» TASK
Please repeat the records beneath this task exactly as they appear, but skip the images.

» RECORD SET
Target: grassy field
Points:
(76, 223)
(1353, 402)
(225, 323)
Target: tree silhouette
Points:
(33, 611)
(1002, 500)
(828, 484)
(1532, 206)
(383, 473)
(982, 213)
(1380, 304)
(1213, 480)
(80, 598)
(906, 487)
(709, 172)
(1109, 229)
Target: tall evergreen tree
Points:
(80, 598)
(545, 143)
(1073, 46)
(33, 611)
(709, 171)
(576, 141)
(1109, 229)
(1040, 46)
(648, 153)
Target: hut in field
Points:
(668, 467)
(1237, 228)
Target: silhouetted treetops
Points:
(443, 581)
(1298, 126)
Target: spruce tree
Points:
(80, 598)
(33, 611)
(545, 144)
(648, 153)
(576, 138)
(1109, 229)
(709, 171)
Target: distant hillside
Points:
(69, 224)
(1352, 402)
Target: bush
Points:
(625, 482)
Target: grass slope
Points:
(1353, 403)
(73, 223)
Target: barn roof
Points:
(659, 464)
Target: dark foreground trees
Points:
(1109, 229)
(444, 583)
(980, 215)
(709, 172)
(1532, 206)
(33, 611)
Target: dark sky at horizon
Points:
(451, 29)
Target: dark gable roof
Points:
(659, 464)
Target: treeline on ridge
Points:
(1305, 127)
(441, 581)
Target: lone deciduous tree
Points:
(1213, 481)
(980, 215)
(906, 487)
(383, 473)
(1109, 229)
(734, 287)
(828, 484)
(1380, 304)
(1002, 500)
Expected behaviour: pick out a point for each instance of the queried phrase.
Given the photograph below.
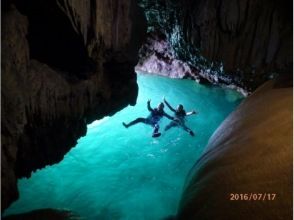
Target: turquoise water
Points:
(118, 173)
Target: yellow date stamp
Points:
(252, 196)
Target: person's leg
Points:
(138, 120)
(156, 132)
(170, 125)
(188, 130)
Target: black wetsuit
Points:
(153, 119)
(179, 120)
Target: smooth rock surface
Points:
(251, 152)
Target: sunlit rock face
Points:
(64, 64)
(157, 56)
(243, 43)
(251, 152)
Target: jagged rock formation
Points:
(251, 152)
(64, 64)
(252, 40)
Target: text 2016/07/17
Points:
(252, 196)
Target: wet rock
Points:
(240, 43)
(64, 64)
(250, 153)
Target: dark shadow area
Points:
(53, 40)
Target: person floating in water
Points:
(179, 117)
(153, 119)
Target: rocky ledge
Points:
(250, 153)
(64, 64)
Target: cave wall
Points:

» RESPONSE
Target: grassy field
Points:
(76, 223)
(1353, 402)
(225, 323)
Target: tree silhouette
Points:
(33, 611)
(1002, 500)
(828, 484)
(1532, 206)
(383, 473)
(982, 213)
(1380, 304)
(1213, 480)
(80, 598)
(906, 487)
(709, 172)
(1109, 229)
Target: tall evergreen tree
Points:
(80, 598)
(545, 143)
(1073, 46)
(33, 611)
(709, 171)
(576, 141)
(1109, 229)
(1040, 46)
(648, 153)
Target: hut in field
Points:
(668, 467)
(1237, 228)
Target: silhouetted treetops
Points:
(443, 581)
(1298, 126)
Target: spruce tree
Points:
(80, 598)
(33, 611)
(545, 144)
(648, 153)
(576, 138)
(1109, 229)
(709, 171)
Target: distant hillside
Points:
(69, 224)
(1352, 402)
Target: bush
Points:
(625, 482)
Target: grass slope
Points:
(1353, 403)
(73, 223)
Target: barn roof
Points:
(659, 464)
Target: dark foreground trees
Points:
(1109, 229)
(444, 583)
(980, 215)
(709, 172)
(1532, 206)
(33, 611)
Target: dark sky at horizon
Points:
(451, 29)
Target: dark gable roof
Points:
(659, 464)
Target: treeline on ridge
Points:
(1305, 127)
(441, 581)
Target: lone deciduous tree
Points:
(1213, 481)
(980, 215)
(906, 487)
(383, 473)
(1109, 229)
(734, 287)
(828, 484)
(1380, 304)
(1002, 500)
Expected behaviour: pick out a point for each instance of the queried phrase.
Given the photograph below.
Target: turquoise water
Points:
(118, 173)
Target: yellow date stamp
Points:
(252, 196)
Target: person's leg
Points:
(138, 120)
(156, 132)
(170, 125)
(188, 130)
Target: black wetsuit
Points:
(153, 119)
(179, 120)
Target: smooth rock surface
Points:
(251, 152)
Target: sunlit rock face
Points:
(64, 64)
(157, 56)
(243, 43)
(251, 152)
Target: jagged rock formation
Points:
(251, 152)
(64, 64)
(252, 40)
Target: text 2016/07/17
Points:
(252, 196)
Target: wet rock
Points:
(240, 43)
(64, 64)
(250, 153)
Target: dark shadow area
Points:
(53, 40)
Target: person floating in water
Points:
(179, 117)
(153, 119)
Target: rocky ledge
Points:
(250, 153)
(64, 64)
Target: cave wall
Points:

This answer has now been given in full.